- Problem to work on
Can you swap every "Drop a dot" in the records below for "Place a dot", leaving everything else unchanged and leaving the pictures out of your answer?

(Raw records)
§

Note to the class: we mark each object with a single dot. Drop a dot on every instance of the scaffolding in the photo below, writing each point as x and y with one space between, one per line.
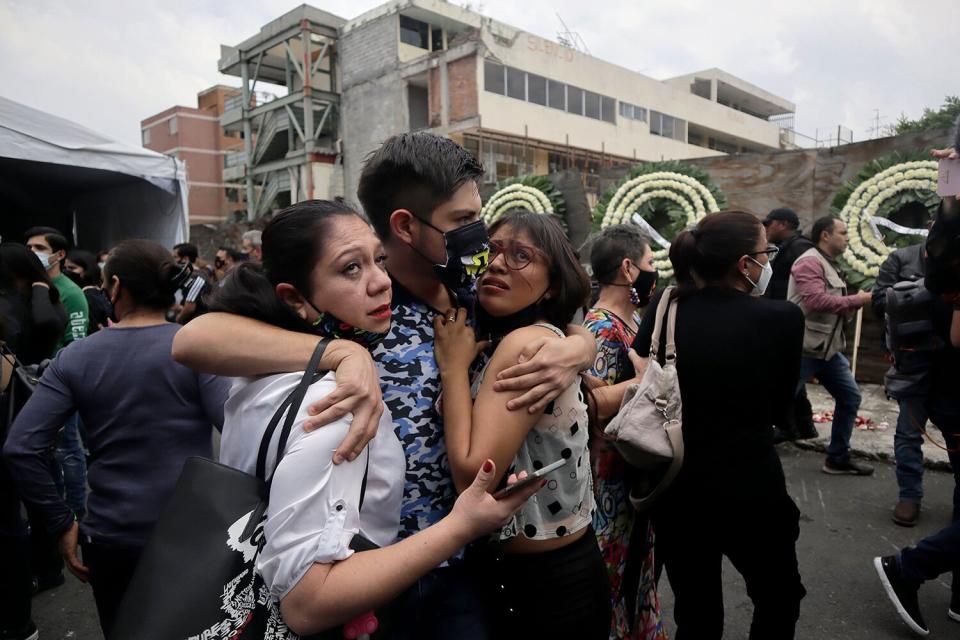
289 140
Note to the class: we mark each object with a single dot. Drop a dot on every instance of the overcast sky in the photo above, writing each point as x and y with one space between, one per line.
107 64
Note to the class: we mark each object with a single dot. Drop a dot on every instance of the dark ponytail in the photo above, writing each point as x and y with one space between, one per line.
146 272
292 244
711 249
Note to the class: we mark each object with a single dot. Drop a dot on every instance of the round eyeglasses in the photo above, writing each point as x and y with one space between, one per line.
516 255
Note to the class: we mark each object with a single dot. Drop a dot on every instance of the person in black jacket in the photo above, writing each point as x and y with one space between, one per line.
909 390
783 230
738 362
33 321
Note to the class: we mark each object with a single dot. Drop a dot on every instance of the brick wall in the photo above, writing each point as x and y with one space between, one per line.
462 87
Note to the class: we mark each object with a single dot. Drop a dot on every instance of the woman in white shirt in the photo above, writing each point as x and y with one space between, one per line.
323 272
546 577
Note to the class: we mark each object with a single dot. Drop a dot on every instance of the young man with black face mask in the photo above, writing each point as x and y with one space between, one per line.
420 192
783 229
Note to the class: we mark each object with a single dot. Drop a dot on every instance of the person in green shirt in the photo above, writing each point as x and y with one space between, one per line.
51 247
70 462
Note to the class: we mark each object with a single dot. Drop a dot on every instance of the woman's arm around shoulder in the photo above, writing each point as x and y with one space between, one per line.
497 431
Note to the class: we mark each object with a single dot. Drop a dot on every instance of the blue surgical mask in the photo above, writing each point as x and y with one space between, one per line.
44 258
766 273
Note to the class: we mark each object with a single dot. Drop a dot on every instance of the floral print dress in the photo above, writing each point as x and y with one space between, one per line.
636 606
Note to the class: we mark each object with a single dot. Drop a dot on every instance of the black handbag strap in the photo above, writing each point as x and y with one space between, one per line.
290 406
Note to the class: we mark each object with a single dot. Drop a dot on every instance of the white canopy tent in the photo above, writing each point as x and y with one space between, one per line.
55 172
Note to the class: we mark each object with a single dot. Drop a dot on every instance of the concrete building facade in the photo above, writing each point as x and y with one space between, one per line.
522 104
194 135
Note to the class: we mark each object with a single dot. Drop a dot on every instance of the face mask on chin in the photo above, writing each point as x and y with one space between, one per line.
44 259
645 284
468 255
330 326
766 273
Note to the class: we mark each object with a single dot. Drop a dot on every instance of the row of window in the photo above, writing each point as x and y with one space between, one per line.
633 112
515 83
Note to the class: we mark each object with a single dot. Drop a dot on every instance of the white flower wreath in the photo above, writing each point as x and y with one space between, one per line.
865 250
515 196
693 197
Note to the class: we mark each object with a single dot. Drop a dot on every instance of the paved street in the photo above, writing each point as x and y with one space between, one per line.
845 522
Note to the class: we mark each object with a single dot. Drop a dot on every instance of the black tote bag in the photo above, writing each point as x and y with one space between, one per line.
196 578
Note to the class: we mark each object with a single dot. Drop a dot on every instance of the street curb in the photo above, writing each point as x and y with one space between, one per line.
820 445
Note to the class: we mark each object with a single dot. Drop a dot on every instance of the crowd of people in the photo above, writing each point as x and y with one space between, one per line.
459 358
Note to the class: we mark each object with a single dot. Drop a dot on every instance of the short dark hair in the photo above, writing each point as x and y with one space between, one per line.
822 224
294 241
146 272
56 240
569 285
413 171
188 251
235 255
714 245
611 246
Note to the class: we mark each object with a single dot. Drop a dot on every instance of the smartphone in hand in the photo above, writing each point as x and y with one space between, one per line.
530 479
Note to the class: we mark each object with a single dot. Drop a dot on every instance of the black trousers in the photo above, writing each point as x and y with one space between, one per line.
15 574
111 569
759 538
558 594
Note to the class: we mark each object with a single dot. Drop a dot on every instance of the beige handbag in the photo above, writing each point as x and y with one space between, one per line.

§

- Answer to this task
Note to the class: we mark each object with a single dot. Place a dot on every instance of the scaffolding in the photo below, writing each point as x and y with one space between, one per line.
289 140
Note to the class: we mark each object with a single dot. Place a dot on every instance of the overcast sky in the photo above, writing each point as x and y with one space between, one per line.
107 64
Note to the class: we mark each object with a single dot. Place a dot on every instance of the dark ponytail in the photo above, writing each point as x and y with one space between, one per line.
146 272
292 244
711 249
Note to the class: we mark each object with a single dot. Place a dot on every instance of the round eyeglasses in the photo above, writing each point as x and y with one space between, one per line.
516 255
Note to the class: we mark each object with a single dot. Place a dot on every instance of the person in black jacket in the photo above, writing each point as x and y with one space between, one per line.
909 390
783 230
738 362
33 321
Note to the class: we mark each object with a single dot. Place a dot on every instance of the brick wall in the photo above, writing each point as x and y with one space between, one per line.
462 87
Note to the class: we mark each object with a single dot. Place a dot on every instance of the woman in white shirt in the photo above, writing each point as x and y with one space between, one per line.
323 272
546 577
Note to the class: we mark each object with a single dot. Place a dot on every instance of the young man with black face mask in the photo above, writing each point as x and y with one space between, one per line.
420 192
783 229
Note to the class: we mark each object with a single dot. Place a dot on every instance of the person in green shirt in the photo above, writing each point as x and y with one space between, one per line.
51 247
70 462
Note to the class: we mark each object with a single dot. Place a dot on every instance of the woman's arm around shoulder in the photo above, writing each point as x and y with one space between, one per line.
497 431
Note to the class: we mark each object with a single dot. Place a dot on every instance of the blue surgical mask in the photo above, writing each point as x and y with one space between, one per line.
44 258
766 273
Note to the class: we mark each object with a single dot. Place a dot on every instance of the floral print dress in the photo above, writing each point as x and y with one space between, one per line.
636 606
Note to the class: we mark each object with a single dot. Place a dot on every instance of the black handbag strap in the photo above, writing each point as x and y with one space between, one per line.
290 406
Note to the class: we mark each object with a single dot. Place a dot on every instance of the white canopy tent in the photo above, writing each point as x and y with one space between, one per line.
55 172
Note to the class: we mark each object with a single dot. Place a dot on every instance of the concrete building facade in the photo above, writing each point as x and y with one space between, one per line.
522 104
194 135
Note to the class: we mark each object with a single dot. Place a dot on every instance of the face mask on chin in the photo above, writing each point as x and y with one space between, one per line.
44 259
645 284
468 255
330 326
766 273
Note to the class: we mark each object with a single dot. Place a dot on every instance of the row of window in the photo above, writing each point as x and y with one space between, one per line.
633 112
515 83
Note to the class: we mark each object with a single dot. Place a dot on every instance of the white flower wreath in the photo above, writing each point as x and y with one space between, one per line.
865 250
515 196
693 197
Note to the class: we mark each object with a single dot. Place a dot on every instance of the paved street in the photo above, writing each point as x and y with one space between, one per line.
845 522
Note to the class: we mark each object with a single dot. Place a dot on every instance of the black tote bag in the photo above, writing each point as x and y with one space between, one per line.
196 578
Note to the class: we mark each object with a single dot. Place a dot on every instance of the street curb in the photo above, writing each point as x and y with one space between, one per line.
820 445
Note to the class: we mark each object with a single dot. Place a dot on every instance of the crowd of people in the photo above, writing each point as x and y with one space between, one per line.
459 358
Note to the class: we mark each object with a single dot. Place a dot on every instance of the short dark hair in the photo above, writing each point as x and y with one space between, one per line.
822 224
294 241
146 272
56 240
569 285
413 171
188 251
235 255
714 245
611 246
Note to the class: we mark each object with a single dot. Place a dot on every instance of the smartphone in hand in the photo above, writing each point as x and y with one space between, one per line.
530 479
Note to the class: we mark each object with a single dot. Place a dot on every instance of the black trousers in the photo above, writing each point as x and y with one space between, one per line.
15 574
111 569
759 538
558 594
Note to the class: we mark each object with a single dot. Place a dot on every instance of the beige handbag in the photo above, writing each point as x and y with one space between, one per line.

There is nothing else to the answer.